Would you please copy each line of the listing that mentions "above"?
BEGIN
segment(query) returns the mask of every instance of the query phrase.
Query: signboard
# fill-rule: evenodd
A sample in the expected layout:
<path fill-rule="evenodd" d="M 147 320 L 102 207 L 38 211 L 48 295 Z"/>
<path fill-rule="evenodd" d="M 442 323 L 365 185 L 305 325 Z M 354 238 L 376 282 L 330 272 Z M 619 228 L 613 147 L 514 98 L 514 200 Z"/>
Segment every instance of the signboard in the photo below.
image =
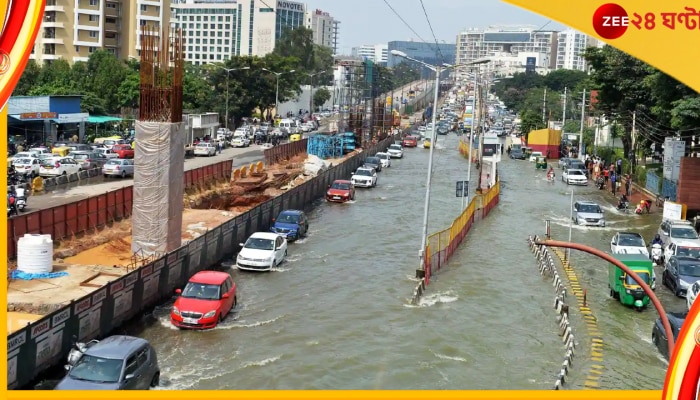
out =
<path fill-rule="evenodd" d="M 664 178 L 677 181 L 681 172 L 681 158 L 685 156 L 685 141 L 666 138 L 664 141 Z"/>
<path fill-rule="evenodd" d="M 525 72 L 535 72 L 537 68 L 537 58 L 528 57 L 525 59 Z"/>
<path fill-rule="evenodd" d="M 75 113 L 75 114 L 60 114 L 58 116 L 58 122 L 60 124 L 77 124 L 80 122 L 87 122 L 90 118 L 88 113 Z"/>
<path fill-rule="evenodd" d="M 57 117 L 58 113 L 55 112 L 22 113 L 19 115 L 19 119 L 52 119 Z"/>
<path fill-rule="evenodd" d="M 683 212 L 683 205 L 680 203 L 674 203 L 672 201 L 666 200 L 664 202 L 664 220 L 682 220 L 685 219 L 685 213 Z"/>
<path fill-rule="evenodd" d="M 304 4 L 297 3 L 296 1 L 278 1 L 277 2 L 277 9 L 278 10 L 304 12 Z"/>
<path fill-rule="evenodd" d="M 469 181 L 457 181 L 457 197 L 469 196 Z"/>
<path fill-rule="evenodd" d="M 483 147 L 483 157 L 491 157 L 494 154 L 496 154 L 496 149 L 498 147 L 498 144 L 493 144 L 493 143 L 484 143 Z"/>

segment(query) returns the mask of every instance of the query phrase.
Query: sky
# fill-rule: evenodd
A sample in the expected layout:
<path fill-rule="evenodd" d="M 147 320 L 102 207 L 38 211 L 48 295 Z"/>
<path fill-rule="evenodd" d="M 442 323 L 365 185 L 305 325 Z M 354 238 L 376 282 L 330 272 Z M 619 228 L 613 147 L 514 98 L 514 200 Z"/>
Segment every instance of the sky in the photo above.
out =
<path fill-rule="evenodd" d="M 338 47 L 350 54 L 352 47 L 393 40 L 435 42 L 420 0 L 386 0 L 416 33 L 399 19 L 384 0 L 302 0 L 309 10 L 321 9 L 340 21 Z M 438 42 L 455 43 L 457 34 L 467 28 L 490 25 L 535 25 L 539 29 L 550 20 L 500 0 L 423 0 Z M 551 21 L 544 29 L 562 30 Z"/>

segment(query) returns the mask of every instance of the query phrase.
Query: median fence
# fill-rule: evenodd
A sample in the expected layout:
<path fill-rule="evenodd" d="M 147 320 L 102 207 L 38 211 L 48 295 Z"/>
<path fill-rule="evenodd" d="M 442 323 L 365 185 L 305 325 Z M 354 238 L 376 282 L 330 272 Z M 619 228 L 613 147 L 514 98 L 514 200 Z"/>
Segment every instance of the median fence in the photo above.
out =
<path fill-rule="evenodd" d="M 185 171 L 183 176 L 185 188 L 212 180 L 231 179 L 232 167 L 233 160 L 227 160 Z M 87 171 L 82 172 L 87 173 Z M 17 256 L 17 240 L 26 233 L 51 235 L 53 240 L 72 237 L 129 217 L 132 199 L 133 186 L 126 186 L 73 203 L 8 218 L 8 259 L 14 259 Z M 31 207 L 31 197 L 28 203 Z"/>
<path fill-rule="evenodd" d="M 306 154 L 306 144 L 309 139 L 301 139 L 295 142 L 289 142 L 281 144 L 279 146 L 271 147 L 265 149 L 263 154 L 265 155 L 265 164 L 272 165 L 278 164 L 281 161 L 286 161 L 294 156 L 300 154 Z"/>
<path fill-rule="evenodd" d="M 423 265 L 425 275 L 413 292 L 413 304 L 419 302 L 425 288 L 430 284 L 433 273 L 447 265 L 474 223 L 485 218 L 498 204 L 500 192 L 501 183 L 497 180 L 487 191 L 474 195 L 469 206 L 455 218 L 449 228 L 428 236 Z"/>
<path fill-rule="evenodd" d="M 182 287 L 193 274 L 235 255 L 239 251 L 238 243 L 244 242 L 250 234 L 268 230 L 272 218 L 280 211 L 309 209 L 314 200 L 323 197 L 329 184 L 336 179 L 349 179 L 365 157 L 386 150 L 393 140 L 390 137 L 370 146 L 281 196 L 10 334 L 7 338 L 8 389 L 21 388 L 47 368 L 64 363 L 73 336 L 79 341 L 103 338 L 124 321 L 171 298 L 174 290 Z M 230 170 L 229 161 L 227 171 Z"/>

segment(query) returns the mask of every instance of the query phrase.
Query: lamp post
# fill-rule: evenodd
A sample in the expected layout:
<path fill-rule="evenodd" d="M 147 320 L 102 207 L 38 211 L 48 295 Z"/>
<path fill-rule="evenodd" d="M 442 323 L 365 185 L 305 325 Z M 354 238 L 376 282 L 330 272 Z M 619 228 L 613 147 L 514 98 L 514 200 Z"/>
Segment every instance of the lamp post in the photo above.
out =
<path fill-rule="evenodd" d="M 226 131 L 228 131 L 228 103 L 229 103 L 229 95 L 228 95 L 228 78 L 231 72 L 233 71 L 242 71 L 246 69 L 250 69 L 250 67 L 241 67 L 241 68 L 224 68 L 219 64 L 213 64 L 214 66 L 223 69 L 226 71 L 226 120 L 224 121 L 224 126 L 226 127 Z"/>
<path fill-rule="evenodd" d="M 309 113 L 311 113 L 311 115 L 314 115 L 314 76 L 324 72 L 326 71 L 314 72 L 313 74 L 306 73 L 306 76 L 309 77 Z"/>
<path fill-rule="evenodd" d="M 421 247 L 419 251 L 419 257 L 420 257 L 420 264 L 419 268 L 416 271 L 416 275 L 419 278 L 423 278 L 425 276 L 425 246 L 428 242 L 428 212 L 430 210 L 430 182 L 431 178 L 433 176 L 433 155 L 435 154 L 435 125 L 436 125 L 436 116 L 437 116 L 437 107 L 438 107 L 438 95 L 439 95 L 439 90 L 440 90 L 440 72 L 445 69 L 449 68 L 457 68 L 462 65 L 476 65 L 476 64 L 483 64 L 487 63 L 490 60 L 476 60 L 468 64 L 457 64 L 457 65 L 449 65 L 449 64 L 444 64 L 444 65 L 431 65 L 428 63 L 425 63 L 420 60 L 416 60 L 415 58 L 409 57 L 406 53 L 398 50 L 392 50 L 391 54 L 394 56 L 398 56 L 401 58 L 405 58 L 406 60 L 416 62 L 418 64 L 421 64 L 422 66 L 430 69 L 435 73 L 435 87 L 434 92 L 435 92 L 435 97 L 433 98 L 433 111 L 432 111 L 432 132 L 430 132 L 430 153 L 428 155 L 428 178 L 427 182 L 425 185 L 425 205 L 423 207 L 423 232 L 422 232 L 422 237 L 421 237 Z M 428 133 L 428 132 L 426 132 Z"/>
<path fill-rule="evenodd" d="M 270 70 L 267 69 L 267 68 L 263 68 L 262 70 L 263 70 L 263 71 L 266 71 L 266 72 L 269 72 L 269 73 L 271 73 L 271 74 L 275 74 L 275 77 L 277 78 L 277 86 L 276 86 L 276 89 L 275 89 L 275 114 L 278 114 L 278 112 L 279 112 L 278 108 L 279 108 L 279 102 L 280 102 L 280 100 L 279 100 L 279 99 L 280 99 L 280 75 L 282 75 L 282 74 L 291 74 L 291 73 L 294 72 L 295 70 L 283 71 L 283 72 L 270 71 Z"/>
END
> _ANSWER SPACE_
Segment every instance of the sky in the photo above.
Segment every instance of the median fence in the photo above.
Segment every instance of the lamp post in the photo above.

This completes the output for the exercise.